The task — Rescale everything from the line containing "Put a dot on each instance of the woman" down to the end of the records. Write out each of those lines, keeping the wording unchanged, and multiply every point coordinate by 1.15, rounding to the nearest whole number with halves rounded up.

Raw records —
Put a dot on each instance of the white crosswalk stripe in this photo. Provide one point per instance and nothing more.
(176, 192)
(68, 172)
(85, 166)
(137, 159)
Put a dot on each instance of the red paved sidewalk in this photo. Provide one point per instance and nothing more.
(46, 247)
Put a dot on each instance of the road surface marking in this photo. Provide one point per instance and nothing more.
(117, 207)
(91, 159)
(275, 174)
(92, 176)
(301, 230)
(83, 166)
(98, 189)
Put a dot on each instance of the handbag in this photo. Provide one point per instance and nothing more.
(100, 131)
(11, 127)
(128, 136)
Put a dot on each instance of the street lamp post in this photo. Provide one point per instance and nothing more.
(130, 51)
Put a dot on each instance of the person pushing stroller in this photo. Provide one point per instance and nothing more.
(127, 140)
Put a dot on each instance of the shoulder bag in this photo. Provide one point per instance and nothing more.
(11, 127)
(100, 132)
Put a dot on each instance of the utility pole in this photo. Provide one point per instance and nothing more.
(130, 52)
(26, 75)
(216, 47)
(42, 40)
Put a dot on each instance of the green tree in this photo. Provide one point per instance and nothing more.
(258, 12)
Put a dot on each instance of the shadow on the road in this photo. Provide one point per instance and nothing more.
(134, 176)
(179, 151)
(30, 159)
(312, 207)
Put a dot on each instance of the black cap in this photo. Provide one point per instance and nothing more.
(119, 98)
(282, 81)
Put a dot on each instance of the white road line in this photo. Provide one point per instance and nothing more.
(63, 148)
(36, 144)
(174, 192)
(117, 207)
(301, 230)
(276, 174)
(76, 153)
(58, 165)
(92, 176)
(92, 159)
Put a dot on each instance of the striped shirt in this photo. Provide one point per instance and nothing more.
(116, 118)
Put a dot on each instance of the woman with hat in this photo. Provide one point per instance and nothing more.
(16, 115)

Response to this task —
Put a dot on each instance of the woman with hat in this photo. Provide one point per instance and nothing more.
(18, 132)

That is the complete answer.